## TASK BRIEF
Reproduce the passage of the employment agreement below word for word, beginning at "The Board has" and stopping after "is now contemplated.".

## ARTICLE
^^^^

Exhibit 10.17
AMENDED AND RESTATED
EMPLOYMENT AGREEMENT
THIS AMENDED AND RESTATED
EMPLOYMENT AGREEMENT (the “ Agreement ”) is made and entered
into effective as of December 1, 2007 (“ Effective Date ”) by and between
CYMER, INC. , a Nevada corporation (the “ Company ”) and the
Company’s President and Chief Operating Officer,
RAE ANN WERNER (the
“ Employee
”). This Agreement shall replace and supersede that
certain [Amended and Restated] Employment Agreement between
Employee and the Company entered into effective as of
January 2, 2007 (the “ Original Employment Agreement
”).
RECITALS
A.
The Company and Employee
previously entered into the Original Employment Agreement and
desire to amend and restate the Original Employment Agreement in
its entirety as set forth herein, effective as of the Effective
Date, to clarify the application of Section 409A of the
Internal Revenue Code to the benefits that may be provided to
Employee.
B.
The Company may from time
to time need to address the possibility of an acquisition
transaction or change of control event. The Board of
Directors of the Company (the “ Board ”) recognizes that such
events can be a distraction to the Employee and can cause the
Employee to consider alternative employment opportunities.
The Board has determined that it is in the best interests of the
Company and its stockholders to assure that the Company will have
the continued dedication and objectivity of the Employee,
notwithstanding the possibility, threat or occurrence of a Change
of Control (as defined below) of the Company, although no such
Change of Control is now contemplated.

^^^^

## SOURCE MATERIAL
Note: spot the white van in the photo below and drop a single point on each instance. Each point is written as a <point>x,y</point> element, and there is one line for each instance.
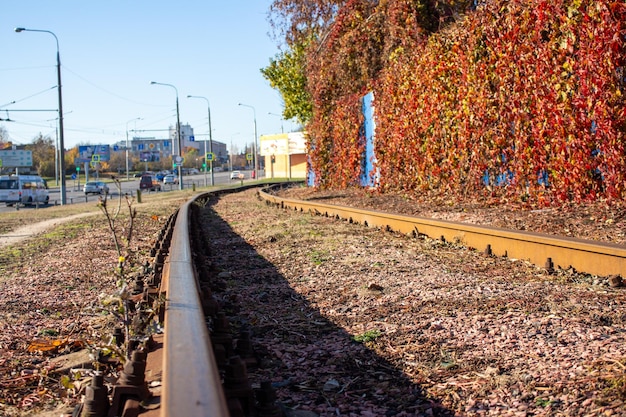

^^^^

## RESULT BELOW
The Board has determined that it is in the best interests of the
Company and its stockholders to assure that the Company will have
the continued dedication and objectivity of the Employee,
notwithstanding the possibility, threat or occurrence of a Change
of Control (as defined below) of the Company, although no such
Change of Control is now contemplated.